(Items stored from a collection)
════════════════════

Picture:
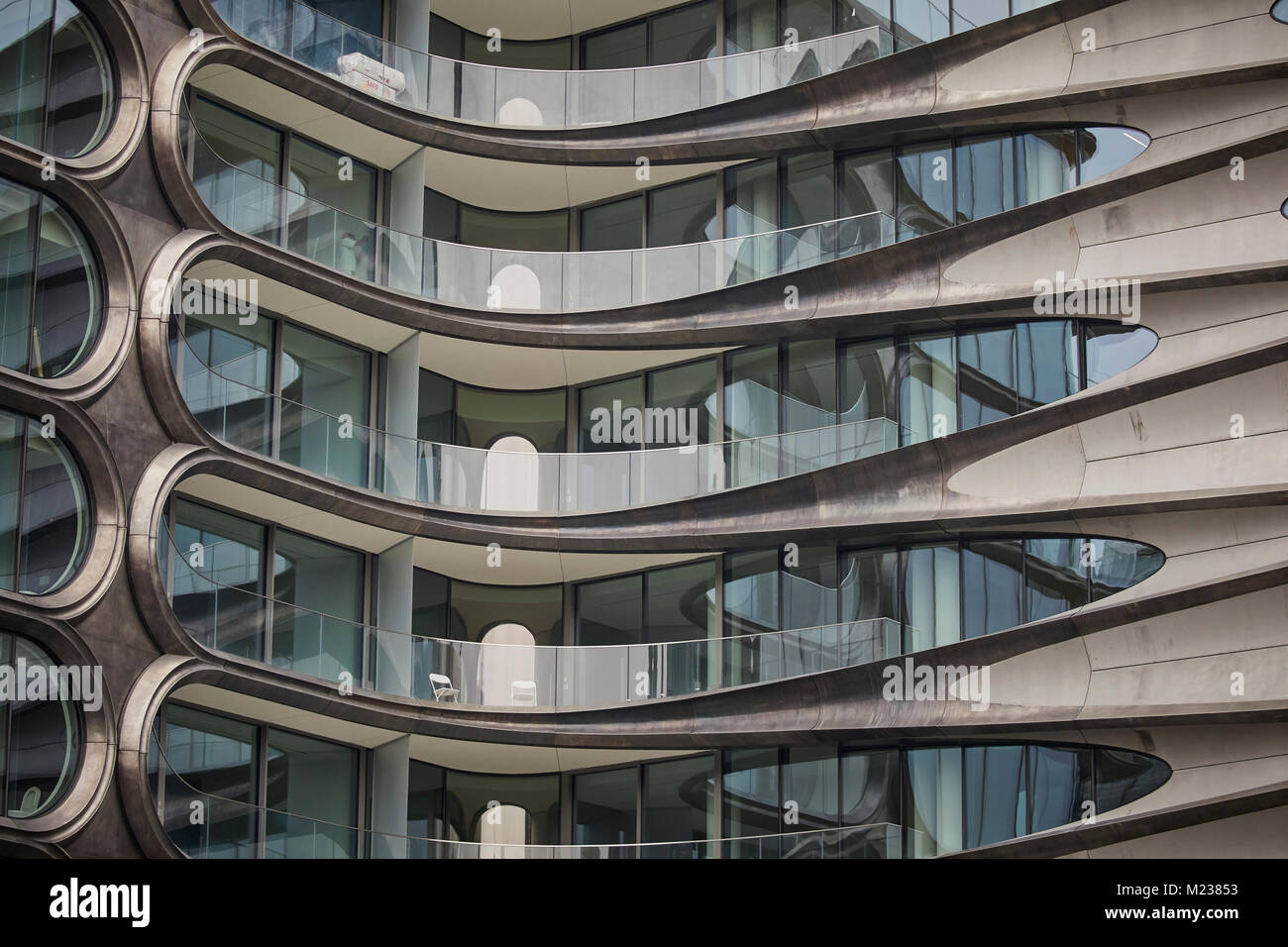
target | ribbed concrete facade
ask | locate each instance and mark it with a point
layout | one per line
(1185, 453)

════════════════════

## [Exercise directions]
Reproduce the material above word for word, leaving out the pictures.

## [Result below]
Picture:
target | ribbed concrete facade
ask | locate each instance and mark it with a point
layout | one per line
(1185, 453)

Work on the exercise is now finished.